[PROBLEM DETAILS] Multiply every coordinate in the answers by 1.5, rounding to whole numbers with halves going up, and write out all lines of the data below again, requests included. Leave the numbers in the requests and their format notes unchanged.

[DATA FOR THE TASK]

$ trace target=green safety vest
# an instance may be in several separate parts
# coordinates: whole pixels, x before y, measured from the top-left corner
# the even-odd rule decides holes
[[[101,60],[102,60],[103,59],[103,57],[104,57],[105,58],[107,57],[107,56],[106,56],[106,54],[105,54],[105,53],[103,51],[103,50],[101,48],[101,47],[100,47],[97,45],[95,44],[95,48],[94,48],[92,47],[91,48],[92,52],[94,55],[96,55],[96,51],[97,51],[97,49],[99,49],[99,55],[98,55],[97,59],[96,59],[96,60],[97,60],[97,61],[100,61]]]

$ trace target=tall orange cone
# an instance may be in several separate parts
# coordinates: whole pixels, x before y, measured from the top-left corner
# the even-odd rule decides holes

[COMPLETE OUTPUT]
$ trace target=green safety vest
# an instance may be in several separate parts
# coordinates: whole pixels, x before y, measured from the top-left corner
# the even-odd rule decides holes
[[[152,90],[153,90],[155,89],[155,86],[156,86],[158,87],[161,86],[161,84],[159,84],[159,81],[158,81],[158,80],[155,77],[155,75],[152,72],[152,71],[150,71],[146,68],[143,66],[143,72],[141,72],[138,71],[137,72],[138,78],[141,83],[144,83],[144,77],[146,77],[146,74],[149,74],[149,83],[147,83],[146,89],[144,89],[144,90],[146,90],[146,92],[150,92]]]

$ trace target=tall orange cone
# an instance may be in several separate parts
# coordinates: whole pixels, x before y, measured from the top-left corner
# the even-odd rule decides holes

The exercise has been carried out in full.